[[ DATA EXCERPTS open ]]

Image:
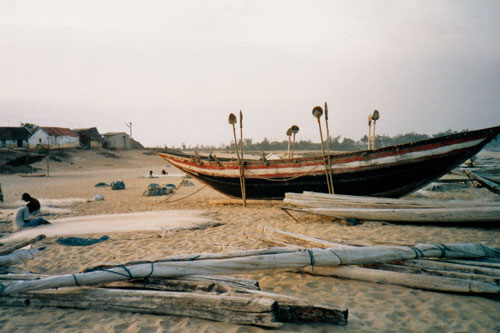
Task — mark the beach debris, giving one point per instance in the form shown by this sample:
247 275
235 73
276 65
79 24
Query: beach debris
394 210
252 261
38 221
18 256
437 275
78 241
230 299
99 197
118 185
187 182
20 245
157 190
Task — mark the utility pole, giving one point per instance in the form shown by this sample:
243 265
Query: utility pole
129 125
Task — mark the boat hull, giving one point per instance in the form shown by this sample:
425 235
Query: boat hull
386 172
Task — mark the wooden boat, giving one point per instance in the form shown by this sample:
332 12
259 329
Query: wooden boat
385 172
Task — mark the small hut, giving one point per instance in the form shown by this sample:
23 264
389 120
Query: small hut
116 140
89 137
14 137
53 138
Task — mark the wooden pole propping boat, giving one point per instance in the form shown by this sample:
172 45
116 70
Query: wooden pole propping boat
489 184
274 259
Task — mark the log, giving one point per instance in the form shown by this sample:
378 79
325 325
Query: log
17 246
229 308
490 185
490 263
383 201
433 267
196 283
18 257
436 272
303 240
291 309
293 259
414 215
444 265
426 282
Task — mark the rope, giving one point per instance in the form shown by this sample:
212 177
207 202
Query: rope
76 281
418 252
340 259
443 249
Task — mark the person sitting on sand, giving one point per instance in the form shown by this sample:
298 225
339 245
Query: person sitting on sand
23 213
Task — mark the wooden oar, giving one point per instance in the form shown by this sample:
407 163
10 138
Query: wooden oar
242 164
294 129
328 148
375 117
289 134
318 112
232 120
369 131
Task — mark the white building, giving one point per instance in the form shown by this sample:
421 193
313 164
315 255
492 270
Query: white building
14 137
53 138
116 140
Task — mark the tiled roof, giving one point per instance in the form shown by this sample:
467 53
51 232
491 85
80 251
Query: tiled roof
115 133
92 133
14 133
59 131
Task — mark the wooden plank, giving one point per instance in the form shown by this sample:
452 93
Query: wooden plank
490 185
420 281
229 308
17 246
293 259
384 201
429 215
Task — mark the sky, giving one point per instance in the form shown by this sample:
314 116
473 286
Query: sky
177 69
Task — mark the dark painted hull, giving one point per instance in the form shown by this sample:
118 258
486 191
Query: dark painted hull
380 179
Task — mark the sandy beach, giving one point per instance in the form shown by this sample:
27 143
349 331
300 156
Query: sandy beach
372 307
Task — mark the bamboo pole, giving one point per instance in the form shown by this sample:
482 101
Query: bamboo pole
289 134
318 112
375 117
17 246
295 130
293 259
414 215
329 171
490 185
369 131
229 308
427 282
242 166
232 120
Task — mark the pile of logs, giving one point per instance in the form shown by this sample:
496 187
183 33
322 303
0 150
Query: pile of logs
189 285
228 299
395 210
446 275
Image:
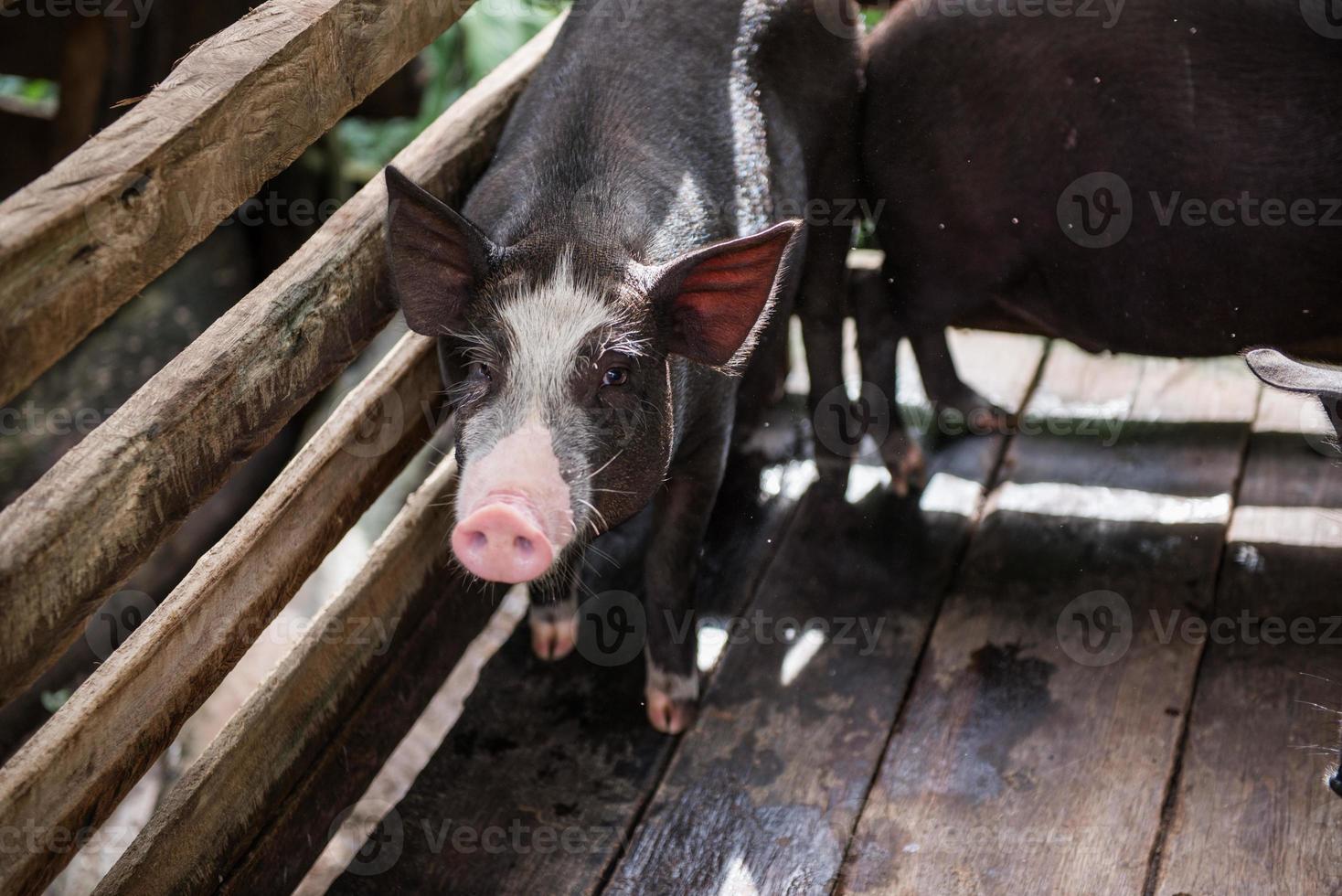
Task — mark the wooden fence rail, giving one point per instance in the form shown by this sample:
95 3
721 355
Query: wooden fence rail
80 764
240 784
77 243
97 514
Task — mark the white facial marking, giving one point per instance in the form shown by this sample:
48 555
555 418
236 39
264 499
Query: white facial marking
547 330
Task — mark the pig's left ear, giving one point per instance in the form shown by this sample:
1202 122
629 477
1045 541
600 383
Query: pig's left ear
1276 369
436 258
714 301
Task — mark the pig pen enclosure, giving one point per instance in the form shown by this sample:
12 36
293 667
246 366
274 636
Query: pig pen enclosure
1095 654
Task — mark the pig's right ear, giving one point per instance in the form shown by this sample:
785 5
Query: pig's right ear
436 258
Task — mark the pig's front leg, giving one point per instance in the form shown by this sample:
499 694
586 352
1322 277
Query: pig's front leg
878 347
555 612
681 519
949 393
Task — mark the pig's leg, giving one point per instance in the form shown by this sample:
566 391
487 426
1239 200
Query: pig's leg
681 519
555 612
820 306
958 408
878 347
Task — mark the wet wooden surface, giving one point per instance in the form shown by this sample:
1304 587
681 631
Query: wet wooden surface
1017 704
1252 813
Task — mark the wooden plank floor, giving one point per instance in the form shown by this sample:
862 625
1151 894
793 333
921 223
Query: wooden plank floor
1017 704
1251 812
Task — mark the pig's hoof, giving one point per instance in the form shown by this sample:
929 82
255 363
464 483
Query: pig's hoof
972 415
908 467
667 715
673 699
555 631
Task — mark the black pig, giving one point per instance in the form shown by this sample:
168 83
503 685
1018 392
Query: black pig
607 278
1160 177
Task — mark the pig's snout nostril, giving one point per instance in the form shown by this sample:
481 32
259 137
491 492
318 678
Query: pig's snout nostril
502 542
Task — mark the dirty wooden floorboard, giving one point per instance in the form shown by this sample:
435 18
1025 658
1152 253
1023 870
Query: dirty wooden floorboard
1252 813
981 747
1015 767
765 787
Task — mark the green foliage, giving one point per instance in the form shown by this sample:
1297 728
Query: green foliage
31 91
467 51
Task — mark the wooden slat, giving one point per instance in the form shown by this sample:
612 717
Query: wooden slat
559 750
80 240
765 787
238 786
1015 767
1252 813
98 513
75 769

[[ DATA EXCERPTS closed ]]

## TO DO
Restate the material above word for word; pictures do not belong in the copy.

## SOLVED PROBLEM
Image:
Task — mark the beach debris, giving one point per instance in the form shown by this sample:
247 275
235 73
276 65
79 24
Query: beach debris
394 210
252 261
38 221
18 256
437 275
78 241
230 299
99 197
118 185
187 182
20 245
157 190
Task — mark the utility pole, giving one point per instance in the form shown by this sample:
243 265
Query: utility pole
129 125
Task — mark the boat hull, giving one point per instance in the form shown by this sample:
425 235
Query: boat hull
386 172
Task — mark the wooden boat, giving one point per instance in the form shown by this sample:
332 12
259 329
Query: wooden boat
385 172
Task — mark the small hut, giving one point per instance in the form shown by this sample:
23 264
389 120
Query: small hut
116 140
89 137
14 137
53 138
Task — mark the wooden pole propping boat, giving one point per instance in the form shown by this sample:
172 45
116 70
Query: wooden pole propping boat
489 184
274 259
Task — mark the log, giving one point per instance in the form shown by this sample:
378 79
325 325
Query: log
17 246
229 308
490 185
490 263
383 201
433 267
196 283
18 257
436 272
303 240
291 309
293 259
414 215
444 265
426 282
Task — mark the rope, giving one point per instance in the form shown by this sample:
212 177
207 202
Query: rope
76 281
418 252
340 259
443 249
Task — mark the person sitting on sand, giving one point per instance in the form shown by this sample:
298 225
339 245
Query: person sitting on sand
23 213
Task — mark the wooden oar, giving one point per instance in the form shown by this sample:
407 163
10 138
Query: wooden oar
242 164
294 129
328 148
375 117
289 134
318 112
232 120
369 131
Task — mark the white building, giving one point per instance in the form shown by this sample:
421 193
313 164
315 255
492 270
Query: white building
14 137
53 138
116 140
Task — mark the tiled roof, giving one point per instance in the form shown by this sample:
467 53
51 232
491 85
80 251
Query: tiled roof
115 133
92 133
14 133
59 131
Task — mark the wooden plank, giving one point per instance in the form shown by this sample:
452 93
Query: wooden plank
490 185
420 281
229 308
17 246
293 259
384 201
429 215
Task — mark the sky, giving one point per instance in the form shown by this sample:
314 116
473 286
Query: sky
177 69
Task — mark the dark painted hull, giving one point per instance in the form shown by this sample:
118 258
486 191
Query: dark painted hull
380 179
Task — mark the sandy beach, giving one point per instance in the form shown by this sample:
27 143
349 331
300 156
Query: sandy beach
372 307
Task — mark the bamboo pole, giving one point per instance in the form shown by this sample:
482 101
Query: bamboo pole
289 134
318 112
375 117
17 246
295 130
293 259
414 215
329 171
490 185
369 131
229 308
427 282
242 166
232 120
Task — mark the pile of logs, giving one point per instance in the form shown by this sample:
496 187
183 33
322 303
0 150
Query: pile of logs
189 285
228 299
395 210
446 275
Image:
Task — mark the wooden fence rail, giving one point per instance in the form shown by this sample:
95 3
721 355
Query: wooden fence rail
80 764
240 784
77 243
97 514
Task — mark the white facial marking, giving one point per instance in the form shown by this sample:
48 555
555 418
236 39
264 499
Query: white facial marking
547 330
Task — mark the pig's left ear, giving one point per instance in the form shown by this sample:
1202 122
629 477
1045 541
600 383
Query: pig's left ear
1276 369
436 258
714 301
Task — mark the pig pen enclosure, giving one point per instance in the form shown by this sample:
12 36
293 667
246 366
274 636
Query: pig pen enclosure
1095 654
Task — mark the pig's right ear, giving one point per instance in the form shown by this sample:
785 5
Query: pig's right ear
436 258
Task — mark the pig's front leg, giving one point per instance in the form shown by this sample:
499 694
586 352
1322 277
Query: pig's front leg
878 347
555 612
681 519
949 393
Task — mark the pig's leg, giving one point per instance in the form shown by this sample:
566 391
487 426
1239 200
Query: pig's leg
681 519
555 612
820 306
958 408
878 347
Task — mark the wet wooden surface, giving one point per instance in the form shown by this sample:
1304 587
681 631
Query: wet wooden surface
1017 704
1252 813
Task — mark the wooden plank floor, giving one point per instance in the form shown by this sample:
862 625
1151 894
793 333
921 223
Query: wooden plank floor
1017 704
1251 812
Task — mark the pig's hoof, giving one point per instance in the form shown by this sample:
929 82
255 363
464 483
Query: pig's hoof
972 415
908 467
667 715
673 699
555 631
Task — mark the black pig, giving one point per instance in the form shown by this sample:
168 83
503 685
1018 392
Query: black pig
607 278
1160 177
Task — mark the pig's snout nostril, giving one point per instance in the form shown by this sample:
481 32
259 137
491 492
318 678
Query: pig's snout nostril
502 542
Task — mark the dirty wooden floorboard, giving one point per instance in the form shown by this sample:
435 18
1025 658
1152 253
1023 870
Query: dirty wooden floorboard
1252 813
981 747
1015 767
765 787
Task — mark the green foliage, giving one point per instance in the form shown by this sample:
1297 728
Query: green foliage
31 91
467 51
Task — mark the wooden slat, giving one point per instance in the form shown by this sample:
612 717
Query: wooden slat
559 750
80 240
765 787
238 786
1015 767
1252 813
98 513
75 769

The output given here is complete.